=== SET OF TASKS ===
**a.** From the article on Nigeria's petrol subsidy and exchange rates, list every organization or government body it names.
**b.** Continue the article on Nigeria's petrol subsidy and exchange rates from its last sentence.

As the Central Bank of Nigeria (CBN) signals a subtle harmonisation of exchange rates with the removal of N379/$1 official rate from its website, all is set for labour unions to lock horns with the Federal Government on petrol subsidy removal.

The return of subsidy has posed new challenges for the country in terms of discrepancies in the volume of daily consumed fuel about to be worsened by the apex bank’s adoption of the Investors and Exporters (I&E) window rate, pushing subsidy claims above N120 Billion every month.

While the Presidential Economic Advisory Council had last week asked President Muhammadu Buhari to remove subsidy on petrol and adopt a pricing regime that reflects the cost of the commodity, the Nigeria Labour Congress (NLC), in a swift reaction at the weekend, insisted that petrol subsidy must not be removed and that it would not shift grounds on this position until Nigeria’s refineries were fixed.

As oil prices near $70 a barrel, the adoption of the Nigerian Autonomous Foreign Exchange Rate (NAFEX) also called the Investors’ and Exporters’ Forex Window, in an apparent move to harmonise exchange rates, will further increase the landing cost of petrol, considering that rates have oscillated between N408 and N412 for months, a significant fall from the N379 quoted as the official rate.

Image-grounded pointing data
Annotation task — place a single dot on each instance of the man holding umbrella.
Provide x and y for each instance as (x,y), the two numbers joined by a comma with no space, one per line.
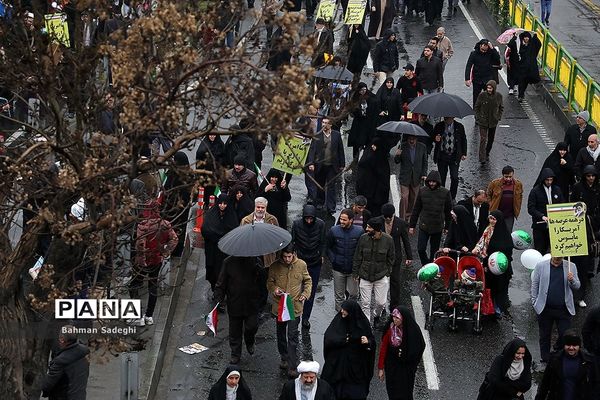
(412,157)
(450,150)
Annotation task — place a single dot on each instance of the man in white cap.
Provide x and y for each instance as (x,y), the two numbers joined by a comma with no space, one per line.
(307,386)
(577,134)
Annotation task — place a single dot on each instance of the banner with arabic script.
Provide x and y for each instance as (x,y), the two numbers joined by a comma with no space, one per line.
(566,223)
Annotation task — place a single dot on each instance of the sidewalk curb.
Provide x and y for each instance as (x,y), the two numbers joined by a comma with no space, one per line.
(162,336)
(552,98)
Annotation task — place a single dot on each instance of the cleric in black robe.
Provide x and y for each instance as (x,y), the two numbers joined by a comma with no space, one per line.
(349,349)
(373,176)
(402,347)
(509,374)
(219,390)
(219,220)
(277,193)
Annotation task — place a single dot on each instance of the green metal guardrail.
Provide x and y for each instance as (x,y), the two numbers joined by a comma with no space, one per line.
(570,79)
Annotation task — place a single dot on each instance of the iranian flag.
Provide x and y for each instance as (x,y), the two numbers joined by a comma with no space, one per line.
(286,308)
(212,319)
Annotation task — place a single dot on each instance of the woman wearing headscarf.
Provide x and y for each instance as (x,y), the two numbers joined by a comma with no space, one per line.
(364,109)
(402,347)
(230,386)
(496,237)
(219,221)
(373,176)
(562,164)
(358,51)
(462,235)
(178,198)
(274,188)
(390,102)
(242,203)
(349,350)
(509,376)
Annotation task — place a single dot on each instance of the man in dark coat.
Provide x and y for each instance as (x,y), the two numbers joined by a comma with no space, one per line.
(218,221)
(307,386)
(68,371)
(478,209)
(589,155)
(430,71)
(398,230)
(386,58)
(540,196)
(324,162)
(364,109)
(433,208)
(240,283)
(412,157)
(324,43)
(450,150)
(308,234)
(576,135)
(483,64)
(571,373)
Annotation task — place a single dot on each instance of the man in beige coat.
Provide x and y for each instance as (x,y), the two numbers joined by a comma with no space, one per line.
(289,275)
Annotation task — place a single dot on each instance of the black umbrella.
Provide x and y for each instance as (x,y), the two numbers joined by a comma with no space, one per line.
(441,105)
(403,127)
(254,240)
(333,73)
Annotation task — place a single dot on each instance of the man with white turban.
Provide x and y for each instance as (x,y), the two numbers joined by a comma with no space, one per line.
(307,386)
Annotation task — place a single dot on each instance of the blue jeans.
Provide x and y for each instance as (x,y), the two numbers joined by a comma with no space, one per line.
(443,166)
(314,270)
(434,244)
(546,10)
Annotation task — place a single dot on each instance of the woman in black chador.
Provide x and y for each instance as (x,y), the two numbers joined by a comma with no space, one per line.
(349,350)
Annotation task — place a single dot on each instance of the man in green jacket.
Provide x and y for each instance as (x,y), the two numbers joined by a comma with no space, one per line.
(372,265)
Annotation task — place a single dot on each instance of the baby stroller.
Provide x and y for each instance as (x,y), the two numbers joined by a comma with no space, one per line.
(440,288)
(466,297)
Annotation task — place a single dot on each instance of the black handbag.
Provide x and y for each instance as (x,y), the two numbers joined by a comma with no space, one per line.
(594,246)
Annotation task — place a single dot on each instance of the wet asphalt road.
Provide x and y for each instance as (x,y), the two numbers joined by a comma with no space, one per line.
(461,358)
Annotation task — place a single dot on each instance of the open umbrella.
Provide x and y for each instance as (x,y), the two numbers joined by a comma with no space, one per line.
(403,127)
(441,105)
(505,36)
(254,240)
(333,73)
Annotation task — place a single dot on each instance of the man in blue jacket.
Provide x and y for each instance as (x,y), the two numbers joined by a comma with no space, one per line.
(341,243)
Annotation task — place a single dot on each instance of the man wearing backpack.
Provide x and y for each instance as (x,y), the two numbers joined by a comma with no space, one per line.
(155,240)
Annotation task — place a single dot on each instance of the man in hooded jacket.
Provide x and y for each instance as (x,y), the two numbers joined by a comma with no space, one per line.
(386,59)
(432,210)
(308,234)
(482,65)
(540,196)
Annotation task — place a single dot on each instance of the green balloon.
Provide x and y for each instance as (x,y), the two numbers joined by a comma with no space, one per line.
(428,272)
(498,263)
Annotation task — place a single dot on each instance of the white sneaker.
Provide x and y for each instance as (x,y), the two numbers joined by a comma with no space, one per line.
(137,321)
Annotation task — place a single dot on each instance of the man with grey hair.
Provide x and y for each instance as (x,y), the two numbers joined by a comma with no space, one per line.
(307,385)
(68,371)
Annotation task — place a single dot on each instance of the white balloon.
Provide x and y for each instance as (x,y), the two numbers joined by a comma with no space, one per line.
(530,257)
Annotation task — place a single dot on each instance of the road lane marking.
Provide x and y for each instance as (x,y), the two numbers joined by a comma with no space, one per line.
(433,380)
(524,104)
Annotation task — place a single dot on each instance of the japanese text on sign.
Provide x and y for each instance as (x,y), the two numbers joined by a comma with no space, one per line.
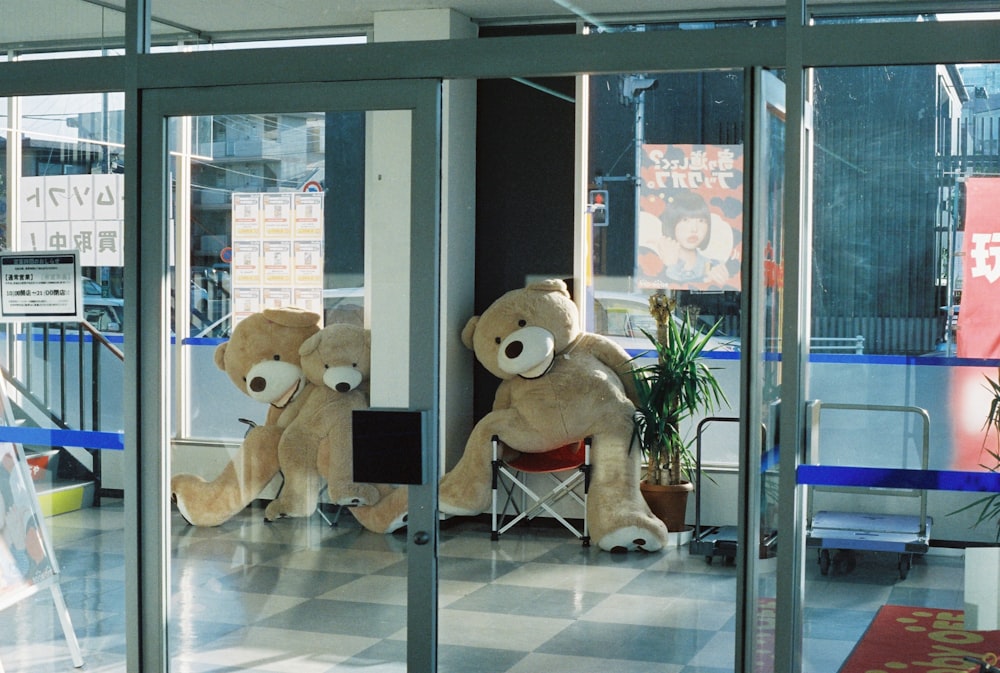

=== ANSWERS PER TASK ===
**a.** Central Bank of Nigeria (CBN); Federal Government; Presidential Economic Advisory Council; Nigeria Labour Congress (NLC)

**b.**
Activities at the NAFEX window showed the Naira trading as low as N426.67/$ at the weekend before closing at N411.67. At the parallel market, Naira also declined to N484.00. The policy shift also confirmed longtime speculation that the NAFEX is the default official rate.

The effect of this notably will be upward movement in energy prices, which includes subsidies and pricing frameworks in petrol/gas/power bills. The move by the CBN raises concerns about the devaluation of the currency that has long struggled amid declining government revenue and foreign exchange. With the widened margin in exchange rate and rebound in crude prices, the landing price of petrol is expected to increase, same as the subsidy paid on the pump price of the commodity.

The Federal Government, had through the Minister of State for Petroleum Resources, Timipre Sylva, at the joint Senate and House of Representatives Committees on Petroleum sitting, said that the closure of the land borders by the Nigeria Customs Service had cut down the consumption of Premium Motor Spirit, also known as petrol, to 52 million litres per day. Data from the Nigerian Bureau of Statistics, which is usually verified and compared with data by the Petroleum Products Pricing Regulatory Agency (PPPRA) showed that by the end of 2019, Nigerians consumed 20.8 billion litres of petrol translating to about 57.2 million litres daily.

From December 2019 to December 2020, NNPC noted that consumption of petrol in the country stood at 18.325 billion litres. That translated to about 49.5 million litres daily. The low consumption was attributable to the pandemic-induced lockdown and sustained closure of borders during the period.

It would be recalled that petrol was revised five times last year, rising from N121.50 to N123.50 per litre in June, then from N140.80 to N143.80 in July, N148 to N150 in August, N158 to N162 in September and N165 to N170 in November. Without a doubt, an attempt to revise the price to the current N234/litre implied price will be strongly resisted by the populace who have been hard hit by two recessions and a pandemic in the last five years.